═════ Data for this task

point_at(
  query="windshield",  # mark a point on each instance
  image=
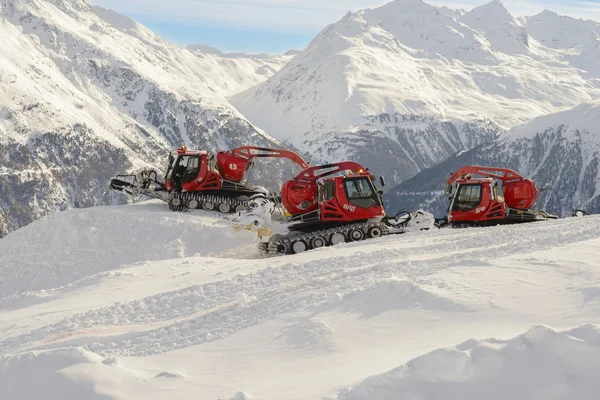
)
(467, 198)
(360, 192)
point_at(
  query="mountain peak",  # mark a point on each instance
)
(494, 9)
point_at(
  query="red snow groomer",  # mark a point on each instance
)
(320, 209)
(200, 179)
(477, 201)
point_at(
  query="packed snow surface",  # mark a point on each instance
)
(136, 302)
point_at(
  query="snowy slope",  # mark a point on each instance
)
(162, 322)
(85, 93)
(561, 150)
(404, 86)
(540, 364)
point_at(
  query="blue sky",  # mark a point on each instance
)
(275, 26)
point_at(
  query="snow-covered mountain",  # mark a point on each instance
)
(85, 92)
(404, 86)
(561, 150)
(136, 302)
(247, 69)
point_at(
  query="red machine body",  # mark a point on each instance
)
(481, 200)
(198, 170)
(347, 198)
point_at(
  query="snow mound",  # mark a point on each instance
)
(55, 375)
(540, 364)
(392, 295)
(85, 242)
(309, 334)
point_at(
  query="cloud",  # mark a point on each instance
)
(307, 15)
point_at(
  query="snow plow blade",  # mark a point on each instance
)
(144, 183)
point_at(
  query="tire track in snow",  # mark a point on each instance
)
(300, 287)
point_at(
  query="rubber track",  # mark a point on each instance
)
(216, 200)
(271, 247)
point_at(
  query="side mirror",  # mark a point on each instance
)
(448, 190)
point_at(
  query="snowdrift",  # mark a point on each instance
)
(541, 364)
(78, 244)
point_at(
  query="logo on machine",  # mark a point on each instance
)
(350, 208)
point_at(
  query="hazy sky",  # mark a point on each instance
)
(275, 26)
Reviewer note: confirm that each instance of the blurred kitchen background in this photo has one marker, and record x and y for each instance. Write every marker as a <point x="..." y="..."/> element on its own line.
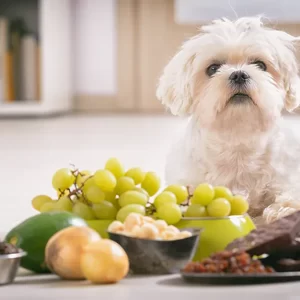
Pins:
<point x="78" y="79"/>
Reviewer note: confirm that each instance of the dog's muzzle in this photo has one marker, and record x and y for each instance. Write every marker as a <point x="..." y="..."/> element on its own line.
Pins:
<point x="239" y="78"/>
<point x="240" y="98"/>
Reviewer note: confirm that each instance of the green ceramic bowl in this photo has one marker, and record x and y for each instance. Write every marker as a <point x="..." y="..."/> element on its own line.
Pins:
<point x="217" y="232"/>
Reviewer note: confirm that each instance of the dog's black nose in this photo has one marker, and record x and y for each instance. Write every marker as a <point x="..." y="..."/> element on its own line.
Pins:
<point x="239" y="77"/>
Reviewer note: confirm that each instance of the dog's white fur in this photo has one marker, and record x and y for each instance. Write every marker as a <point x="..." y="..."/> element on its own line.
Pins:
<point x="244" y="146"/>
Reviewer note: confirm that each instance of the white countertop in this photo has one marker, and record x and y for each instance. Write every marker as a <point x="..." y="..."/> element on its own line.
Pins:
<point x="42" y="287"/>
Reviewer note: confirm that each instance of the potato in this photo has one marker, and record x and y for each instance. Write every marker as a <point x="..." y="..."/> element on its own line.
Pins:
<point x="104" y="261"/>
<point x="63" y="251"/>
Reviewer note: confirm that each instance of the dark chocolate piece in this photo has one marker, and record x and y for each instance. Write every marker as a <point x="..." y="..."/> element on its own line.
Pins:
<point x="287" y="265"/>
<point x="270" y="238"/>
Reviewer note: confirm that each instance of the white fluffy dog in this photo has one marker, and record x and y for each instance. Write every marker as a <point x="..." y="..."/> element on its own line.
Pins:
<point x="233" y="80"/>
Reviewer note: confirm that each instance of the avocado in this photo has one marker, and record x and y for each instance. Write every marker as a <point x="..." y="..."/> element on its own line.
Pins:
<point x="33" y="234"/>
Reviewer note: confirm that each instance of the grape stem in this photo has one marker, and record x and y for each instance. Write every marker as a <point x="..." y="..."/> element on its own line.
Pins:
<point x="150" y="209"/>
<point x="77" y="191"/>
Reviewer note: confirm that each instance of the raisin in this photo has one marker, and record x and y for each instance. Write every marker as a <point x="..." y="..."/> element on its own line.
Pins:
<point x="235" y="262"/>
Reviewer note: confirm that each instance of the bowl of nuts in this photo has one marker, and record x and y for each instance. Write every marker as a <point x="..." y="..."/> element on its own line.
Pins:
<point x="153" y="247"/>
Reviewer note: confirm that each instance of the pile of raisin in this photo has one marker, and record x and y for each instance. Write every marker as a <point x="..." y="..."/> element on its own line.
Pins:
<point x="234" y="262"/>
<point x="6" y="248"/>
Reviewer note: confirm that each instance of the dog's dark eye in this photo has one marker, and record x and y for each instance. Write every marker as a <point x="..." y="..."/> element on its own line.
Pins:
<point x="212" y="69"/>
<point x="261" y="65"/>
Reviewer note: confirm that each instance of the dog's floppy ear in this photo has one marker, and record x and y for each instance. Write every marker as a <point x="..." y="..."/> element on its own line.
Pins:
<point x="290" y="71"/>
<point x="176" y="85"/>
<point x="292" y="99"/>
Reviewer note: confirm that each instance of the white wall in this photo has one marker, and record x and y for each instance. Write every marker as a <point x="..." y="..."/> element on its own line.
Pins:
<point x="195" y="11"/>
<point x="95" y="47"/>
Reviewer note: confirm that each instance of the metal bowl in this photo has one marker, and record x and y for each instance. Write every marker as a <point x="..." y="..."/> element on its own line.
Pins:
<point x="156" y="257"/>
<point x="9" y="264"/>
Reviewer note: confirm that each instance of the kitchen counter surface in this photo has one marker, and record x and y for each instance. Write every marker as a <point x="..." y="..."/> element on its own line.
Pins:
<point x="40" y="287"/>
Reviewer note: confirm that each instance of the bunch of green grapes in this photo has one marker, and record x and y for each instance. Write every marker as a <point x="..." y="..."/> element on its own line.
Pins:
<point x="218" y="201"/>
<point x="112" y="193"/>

══════════

_Objective_: Copy the material above in full and exactly, skipping pictures.

_Solution_:
point_at(
  query="windshield",  # mark a point on each instance
  image=
)
(467, 198)
(360, 192)
point_at(
  query="mountain peak",  # mark a point on each instance
)
(494, 9)
point_at(
  query="red snow groomer",  # mark a point on each instance
)
(320, 209)
(200, 179)
(477, 201)
point_at(
  query="packed snow surface",  # mark a point on each instance
)
(136, 302)
point_at(
  query="snowy slope",  # mark a point on each instance
)
(162, 322)
(85, 93)
(561, 150)
(404, 86)
(540, 364)
point_at(
  query="blue sky",  # mark a point on each instance
)
(275, 26)
point_at(
  query="snow-covered mountain",  # mark a point on each instance
)
(85, 92)
(404, 86)
(561, 150)
(136, 302)
(247, 69)
point_at(
  query="red machine body",  # mark a point on each instance
)
(481, 200)
(198, 170)
(347, 198)
point_at(
  query="snow mound",  # mark a point on each instance
)
(55, 375)
(540, 364)
(392, 295)
(85, 242)
(309, 334)
point_at(
  query="cloud",  # mark a point on each instance
)
(307, 15)
point_at(
  query="snow plow blade",  # mark a point on each instance
)
(144, 183)
point_at(
  query="tire track in snow",  # mark a point on each instance
)
(300, 287)
point_at(
  query="rubber track",  # mark a point on each instance
)
(216, 200)
(271, 247)
point_at(
  query="side mirror",  # mark a point on each instance
)
(448, 190)
point_at(
  query="snowdrift",  # mark a point on each instance
)
(541, 364)
(78, 244)
point_at(
  query="logo on machine",  # mark a point on each instance
)
(350, 208)
point_at(
  query="hazy sky",  # mark a point on each instance
)
(275, 26)
Reviewer note: confirm that each instance of the blurred kitchen background in this photo has one marker, and record x and y for each instance. Write every marker as a <point x="..." y="..."/> element on its own line.
Pins:
<point x="78" y="79"/>
Reviewer note: confirm that each instance of the dog's muzzle in this photo has one marker, and record x and y for each instance. Write every marker as a <point x="..." y="..."/> element on its own line.
Pins:
<point x="239" y="78"/>
<point x="240" y="98"/>
Reviewer note: confirm that each instance of the green ceramic bowl in this photo has one marker, and record x and y for each instance. Write every marker as a <point x="..." y="..."/> element on its own line.
Pins:
<point x="217" y="232"/>
Reviewer note: confirm that each instance of the dog's black nose in this photo has one marker, and record x and y for each instance. Write every marker as a <point x="..." y="..."/> element on its own line.
Pins:
<point x="239" y="77"/>
Reviewer note: confirm that each instance of the dog's white fur in this photo has one marker, and record x and y for each instance. Write every marker as a <point x="..." y="..."/> element on its own line.
Pins:
<point x="244" y="146"/>
Reviewer note: confirm that each instance of the white countertop in this photo has one marker, and record x and y for each instance. Write every marker as a <point x="..." y="..."/> element on its own line.
Pins:
<point x="42" y="287"/>
Reviewer note: confirm that each instance of the potato in this photo has one marker, and record x and y for each instance. Write every marker as a <point x="..." y="..."/> element on its own line.
Pins:
<point x="104" y="261"/>
<point x="63" y="251"/>
Reviewer note: confirm that each instance of the dark chocolate piece in this photo has one marker, and record x and y for each instance. Write every marker as a <point x="..." y="..."/> element on its own line.
Pins:
<point x="287" y="265"/>
<point x="270" y="238"/>
Reviewer note: confirm that each instance of the white fluffy dog in this photo has one marker, and record x and y for each instance. Write every marker as a <point x="..." y="..."/> element on its own line.
Pins:
<point x="233" y="80"/>
Reviewer note: confirm that each instance of the avocado in this photo has one marker, and record x and y for each instance. Write every marker as a <point x="..." y="..."/> element on its own line.
Pins:
<point x="33" y="234"/>
Reviewer note: confirm that each instance of the grape stem in this photo has one marker, and record x and y for each instance. Write every marker as a <point x="..." y="..."/> element on its own line.
Pins:
<point x="150" y="209"/>
<point x="77" y="191"/>
Reviewer note: confirm that each instance of the raisin in this photo has one marker, and record x and y for each instance. Write every marker as a <point x="..." y="..."/> element on its own line.
Pins:
<point x="235" y="262"/>
Reviewer note: confirm that each instance of the bowl of nuts in this photo has one marker, and record x and y for each instance. Write every marker as a <point x="..." y="..."/> element on its own line.
Pins:
<point x="153" y="247"/>
Reviewer note: confirm that each instance of the pile of raisin in this photo has one marker, and record x and y for each instance. Write every marker as a <point x="..." y="..."/> element on its own line.
Pins:
<point x="234" y="262"/>
<point x="6" y="248"/>
Reviewer note: confirm that each instance of the dog's dark eye in this photo has one marker, and record x and y for each instance. Write every marker as a <point x="..." y="..."/> element on its own line.
Pins:
<point x="212" y="69"/>
<point x="261" y="65"/>
Reviewer note: confirm that each instance of the dog's floppy ear in this photo has one marker, and record x and y for each instance. Write every marker as a <point x="..." y="..."/> element on its own line.
Pins:
<point x="290" y="71"/>
<point x="176" y="85"/>
<point x="292" y="99"/>
Reviewer note: confirm that each instance of the white wall in this photo has one marker, and record x and y for each instance. Write every marker as a <point x="..." y="..."/> element on its own line.
Pins:
<point x="195" y="11"/>
<point x="95" y="47"/>
Reviewer note: confirm that each instance of the metal bowl in this photo has one marker, and record x and y for each instance. Write every marker as a <point x="..." y="..."/> element on its own line.
Pins:
<point x="156" y="257"/>
<point x="9" y="264"/>
Reviewer note: confirm that each instance of the kitchen counter surface in this photo has one marker, and record x and y for each instance. Write every marker as a <point x="..." y="..."/> element on its own line.
Pins:
<point x="40" y="287"/>
Reviewer note: confirm that each instance of the bunch of green grapes in this photo has one marker, and record x and y for each instance. Write every marker as a <point x="..." y="..."/> element on its own line.
Pins:
<point x="218" y="201"/>
<point x="112" y="193"/>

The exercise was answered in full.